(Data extracted from a collection)
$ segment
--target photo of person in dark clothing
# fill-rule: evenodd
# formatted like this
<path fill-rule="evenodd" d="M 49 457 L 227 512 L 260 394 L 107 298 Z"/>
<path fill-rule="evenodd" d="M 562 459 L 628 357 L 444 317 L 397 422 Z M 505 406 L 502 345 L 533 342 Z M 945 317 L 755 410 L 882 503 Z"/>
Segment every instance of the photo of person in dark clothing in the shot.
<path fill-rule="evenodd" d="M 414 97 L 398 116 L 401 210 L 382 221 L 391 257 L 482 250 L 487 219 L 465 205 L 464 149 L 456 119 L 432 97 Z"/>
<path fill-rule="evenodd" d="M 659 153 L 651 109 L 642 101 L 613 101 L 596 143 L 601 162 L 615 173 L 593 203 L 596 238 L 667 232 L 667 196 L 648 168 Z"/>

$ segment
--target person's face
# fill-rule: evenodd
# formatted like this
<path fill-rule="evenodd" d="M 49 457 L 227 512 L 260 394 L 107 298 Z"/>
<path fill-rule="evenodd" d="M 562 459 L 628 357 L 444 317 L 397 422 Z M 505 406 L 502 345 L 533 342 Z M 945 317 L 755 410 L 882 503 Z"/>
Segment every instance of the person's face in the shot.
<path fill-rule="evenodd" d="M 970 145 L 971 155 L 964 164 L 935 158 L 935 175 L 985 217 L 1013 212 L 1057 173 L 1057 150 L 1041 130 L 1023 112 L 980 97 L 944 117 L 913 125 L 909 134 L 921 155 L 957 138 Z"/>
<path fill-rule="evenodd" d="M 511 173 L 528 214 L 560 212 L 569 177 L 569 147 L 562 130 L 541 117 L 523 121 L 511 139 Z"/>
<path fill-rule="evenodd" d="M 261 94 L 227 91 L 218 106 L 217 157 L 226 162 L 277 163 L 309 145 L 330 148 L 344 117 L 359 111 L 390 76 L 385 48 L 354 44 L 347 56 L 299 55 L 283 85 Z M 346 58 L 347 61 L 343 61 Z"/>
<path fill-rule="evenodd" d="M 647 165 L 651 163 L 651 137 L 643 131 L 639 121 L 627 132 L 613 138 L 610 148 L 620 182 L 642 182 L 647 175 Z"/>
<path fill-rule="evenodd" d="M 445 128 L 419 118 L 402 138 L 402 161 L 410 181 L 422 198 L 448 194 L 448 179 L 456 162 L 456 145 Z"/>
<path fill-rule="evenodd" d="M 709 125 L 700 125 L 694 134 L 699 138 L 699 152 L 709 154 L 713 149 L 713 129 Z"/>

What is being asked: Report each line of the records above that contains the word "person", copying every such line in full.

Solution to this exercise:
--target photo of person in dark clothing
Segment every instance of the photo of person in dark clothing in the shot.
--target person's face
Segment every instance of the person's face in the shot.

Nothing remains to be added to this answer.